EXERCISE INSTRUCTIONS | Extract each line below that contains the string "marking", treating uppercase and lowercase as different.

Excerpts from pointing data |
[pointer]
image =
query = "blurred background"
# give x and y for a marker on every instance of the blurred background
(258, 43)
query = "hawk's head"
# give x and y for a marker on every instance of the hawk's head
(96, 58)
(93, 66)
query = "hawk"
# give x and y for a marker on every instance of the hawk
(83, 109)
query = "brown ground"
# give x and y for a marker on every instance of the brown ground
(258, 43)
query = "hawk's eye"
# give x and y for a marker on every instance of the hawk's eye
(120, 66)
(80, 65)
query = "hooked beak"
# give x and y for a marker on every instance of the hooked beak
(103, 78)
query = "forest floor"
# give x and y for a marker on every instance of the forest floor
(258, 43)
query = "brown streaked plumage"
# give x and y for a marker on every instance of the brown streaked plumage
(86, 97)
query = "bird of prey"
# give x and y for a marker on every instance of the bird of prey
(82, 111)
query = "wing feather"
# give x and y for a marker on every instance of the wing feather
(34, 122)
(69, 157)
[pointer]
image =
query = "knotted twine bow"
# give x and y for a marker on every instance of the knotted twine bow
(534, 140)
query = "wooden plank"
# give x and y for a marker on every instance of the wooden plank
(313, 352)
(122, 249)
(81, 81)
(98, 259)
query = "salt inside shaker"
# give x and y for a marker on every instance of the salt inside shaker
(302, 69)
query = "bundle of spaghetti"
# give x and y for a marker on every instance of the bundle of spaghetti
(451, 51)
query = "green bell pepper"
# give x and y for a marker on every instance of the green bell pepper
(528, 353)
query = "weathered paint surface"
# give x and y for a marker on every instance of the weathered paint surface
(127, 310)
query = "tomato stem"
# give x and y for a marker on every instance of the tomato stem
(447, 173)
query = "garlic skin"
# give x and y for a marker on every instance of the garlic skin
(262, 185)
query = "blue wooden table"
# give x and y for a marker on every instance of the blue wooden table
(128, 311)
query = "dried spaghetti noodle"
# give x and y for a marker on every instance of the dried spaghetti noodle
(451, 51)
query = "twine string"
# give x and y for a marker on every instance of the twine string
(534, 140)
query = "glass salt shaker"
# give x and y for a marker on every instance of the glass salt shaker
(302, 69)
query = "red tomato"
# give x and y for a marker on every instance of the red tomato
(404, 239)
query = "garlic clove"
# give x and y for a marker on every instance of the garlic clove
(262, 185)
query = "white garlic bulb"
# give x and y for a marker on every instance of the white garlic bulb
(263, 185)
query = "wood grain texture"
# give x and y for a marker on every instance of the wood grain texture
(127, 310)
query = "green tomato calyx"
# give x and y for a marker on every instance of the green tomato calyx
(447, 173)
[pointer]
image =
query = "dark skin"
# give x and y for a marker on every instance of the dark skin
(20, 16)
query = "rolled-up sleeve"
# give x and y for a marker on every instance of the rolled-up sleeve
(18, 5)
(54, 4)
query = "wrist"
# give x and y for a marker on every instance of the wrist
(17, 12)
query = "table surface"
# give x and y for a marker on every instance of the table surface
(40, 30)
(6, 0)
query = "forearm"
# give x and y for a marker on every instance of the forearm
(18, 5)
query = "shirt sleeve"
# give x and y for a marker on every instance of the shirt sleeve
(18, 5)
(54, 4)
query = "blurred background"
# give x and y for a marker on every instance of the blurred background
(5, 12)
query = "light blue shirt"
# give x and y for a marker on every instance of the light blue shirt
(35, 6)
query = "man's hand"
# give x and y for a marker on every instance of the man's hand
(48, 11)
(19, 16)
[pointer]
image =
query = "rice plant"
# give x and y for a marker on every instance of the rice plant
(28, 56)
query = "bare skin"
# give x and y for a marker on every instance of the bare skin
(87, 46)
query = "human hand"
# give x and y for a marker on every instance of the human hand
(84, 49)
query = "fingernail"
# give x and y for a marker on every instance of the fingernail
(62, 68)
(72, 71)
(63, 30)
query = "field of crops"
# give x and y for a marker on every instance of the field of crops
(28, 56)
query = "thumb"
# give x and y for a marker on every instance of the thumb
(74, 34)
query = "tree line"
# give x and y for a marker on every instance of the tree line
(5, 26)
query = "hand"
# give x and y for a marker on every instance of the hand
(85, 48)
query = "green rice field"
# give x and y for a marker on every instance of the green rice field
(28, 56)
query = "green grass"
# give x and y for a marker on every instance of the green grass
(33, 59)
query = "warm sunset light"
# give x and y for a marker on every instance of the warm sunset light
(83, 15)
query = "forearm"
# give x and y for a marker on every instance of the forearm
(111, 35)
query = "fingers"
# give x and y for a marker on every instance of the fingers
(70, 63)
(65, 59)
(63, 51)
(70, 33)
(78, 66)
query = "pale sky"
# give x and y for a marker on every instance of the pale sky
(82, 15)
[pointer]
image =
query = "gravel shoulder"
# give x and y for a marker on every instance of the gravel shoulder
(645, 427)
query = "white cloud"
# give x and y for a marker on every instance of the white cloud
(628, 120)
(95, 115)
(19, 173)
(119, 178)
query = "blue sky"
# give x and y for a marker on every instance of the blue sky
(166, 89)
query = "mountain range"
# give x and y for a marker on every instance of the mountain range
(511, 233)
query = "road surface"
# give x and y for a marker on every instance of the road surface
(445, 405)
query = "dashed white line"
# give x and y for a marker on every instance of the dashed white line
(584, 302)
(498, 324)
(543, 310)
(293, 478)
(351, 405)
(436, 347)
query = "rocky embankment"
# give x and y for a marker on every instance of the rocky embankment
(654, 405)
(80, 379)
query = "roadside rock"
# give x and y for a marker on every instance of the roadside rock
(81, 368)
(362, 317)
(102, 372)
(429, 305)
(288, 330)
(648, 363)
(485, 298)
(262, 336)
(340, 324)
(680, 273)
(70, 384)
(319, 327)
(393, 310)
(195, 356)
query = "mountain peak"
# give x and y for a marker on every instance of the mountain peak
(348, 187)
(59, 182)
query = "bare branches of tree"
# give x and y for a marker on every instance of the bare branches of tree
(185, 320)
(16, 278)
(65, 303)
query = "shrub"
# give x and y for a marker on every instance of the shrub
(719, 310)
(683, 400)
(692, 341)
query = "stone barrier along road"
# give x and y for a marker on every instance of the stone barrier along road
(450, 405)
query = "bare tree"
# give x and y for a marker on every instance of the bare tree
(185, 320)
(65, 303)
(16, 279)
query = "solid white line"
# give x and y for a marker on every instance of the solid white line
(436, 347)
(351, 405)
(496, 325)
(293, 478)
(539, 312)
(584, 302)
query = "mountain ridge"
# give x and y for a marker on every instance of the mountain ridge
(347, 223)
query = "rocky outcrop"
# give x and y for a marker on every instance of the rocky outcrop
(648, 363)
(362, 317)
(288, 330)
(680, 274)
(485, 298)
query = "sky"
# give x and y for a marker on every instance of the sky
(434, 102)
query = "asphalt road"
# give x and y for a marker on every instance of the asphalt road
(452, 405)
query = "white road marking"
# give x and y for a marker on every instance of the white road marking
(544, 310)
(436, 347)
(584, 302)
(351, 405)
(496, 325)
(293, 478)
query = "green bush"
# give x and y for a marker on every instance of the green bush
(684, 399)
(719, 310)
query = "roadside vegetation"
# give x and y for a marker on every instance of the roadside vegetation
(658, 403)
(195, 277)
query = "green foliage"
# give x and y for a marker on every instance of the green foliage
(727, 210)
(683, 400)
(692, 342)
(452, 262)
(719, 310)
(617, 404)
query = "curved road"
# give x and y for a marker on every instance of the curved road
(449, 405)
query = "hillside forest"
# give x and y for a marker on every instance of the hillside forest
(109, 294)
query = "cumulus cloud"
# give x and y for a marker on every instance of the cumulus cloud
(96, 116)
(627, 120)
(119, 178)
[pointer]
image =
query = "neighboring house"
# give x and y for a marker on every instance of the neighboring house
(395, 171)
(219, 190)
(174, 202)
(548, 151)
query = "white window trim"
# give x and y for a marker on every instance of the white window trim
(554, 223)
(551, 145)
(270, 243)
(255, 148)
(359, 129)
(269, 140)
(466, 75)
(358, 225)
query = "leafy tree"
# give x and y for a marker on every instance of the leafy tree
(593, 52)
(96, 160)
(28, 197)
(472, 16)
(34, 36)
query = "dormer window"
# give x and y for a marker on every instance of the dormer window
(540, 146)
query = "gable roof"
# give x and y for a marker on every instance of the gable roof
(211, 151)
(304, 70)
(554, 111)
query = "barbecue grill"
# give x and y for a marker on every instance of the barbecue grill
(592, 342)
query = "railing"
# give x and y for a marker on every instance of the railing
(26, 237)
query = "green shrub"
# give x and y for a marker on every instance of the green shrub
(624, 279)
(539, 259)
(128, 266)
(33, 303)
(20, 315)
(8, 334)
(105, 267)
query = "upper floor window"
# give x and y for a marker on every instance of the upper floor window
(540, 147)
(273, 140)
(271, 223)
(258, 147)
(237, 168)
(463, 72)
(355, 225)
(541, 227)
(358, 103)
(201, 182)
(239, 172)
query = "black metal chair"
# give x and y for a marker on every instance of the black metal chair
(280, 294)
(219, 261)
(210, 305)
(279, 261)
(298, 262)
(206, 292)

==

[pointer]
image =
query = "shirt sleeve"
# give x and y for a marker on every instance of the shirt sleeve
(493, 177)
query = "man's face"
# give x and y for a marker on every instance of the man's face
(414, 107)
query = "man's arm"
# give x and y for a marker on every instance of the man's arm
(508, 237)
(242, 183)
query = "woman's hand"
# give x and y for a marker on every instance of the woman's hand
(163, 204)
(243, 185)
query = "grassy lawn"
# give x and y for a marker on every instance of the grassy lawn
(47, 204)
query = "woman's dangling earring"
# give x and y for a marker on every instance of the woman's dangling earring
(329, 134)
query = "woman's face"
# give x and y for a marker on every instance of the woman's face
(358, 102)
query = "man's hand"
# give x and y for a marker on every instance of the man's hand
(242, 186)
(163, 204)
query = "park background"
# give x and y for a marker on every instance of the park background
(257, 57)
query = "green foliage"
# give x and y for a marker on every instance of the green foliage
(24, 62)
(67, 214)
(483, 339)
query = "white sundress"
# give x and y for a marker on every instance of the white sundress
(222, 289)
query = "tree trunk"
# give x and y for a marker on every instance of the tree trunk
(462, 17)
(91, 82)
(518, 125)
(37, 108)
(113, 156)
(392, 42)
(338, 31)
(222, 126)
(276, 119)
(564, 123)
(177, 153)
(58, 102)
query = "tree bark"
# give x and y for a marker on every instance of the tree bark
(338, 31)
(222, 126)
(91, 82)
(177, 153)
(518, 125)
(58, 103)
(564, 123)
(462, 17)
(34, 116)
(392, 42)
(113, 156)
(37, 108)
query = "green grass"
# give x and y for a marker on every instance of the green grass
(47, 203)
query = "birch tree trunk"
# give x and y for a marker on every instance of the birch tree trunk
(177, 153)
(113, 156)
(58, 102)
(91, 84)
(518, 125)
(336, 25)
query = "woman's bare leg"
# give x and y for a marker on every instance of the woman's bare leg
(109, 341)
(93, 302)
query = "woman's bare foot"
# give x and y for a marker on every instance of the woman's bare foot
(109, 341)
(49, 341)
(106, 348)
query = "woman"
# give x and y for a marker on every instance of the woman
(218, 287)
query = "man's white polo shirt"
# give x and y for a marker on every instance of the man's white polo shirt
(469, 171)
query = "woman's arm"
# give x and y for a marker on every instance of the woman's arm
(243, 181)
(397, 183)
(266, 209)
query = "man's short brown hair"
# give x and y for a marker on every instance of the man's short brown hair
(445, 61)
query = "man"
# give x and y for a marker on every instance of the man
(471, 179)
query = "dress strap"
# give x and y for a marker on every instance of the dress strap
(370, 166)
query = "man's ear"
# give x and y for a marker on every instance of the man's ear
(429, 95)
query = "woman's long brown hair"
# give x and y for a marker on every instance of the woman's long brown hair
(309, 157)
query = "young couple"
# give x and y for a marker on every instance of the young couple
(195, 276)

SOLUTION |
query = "white road marking"
# give x and y for a marker on every instance of the white road marking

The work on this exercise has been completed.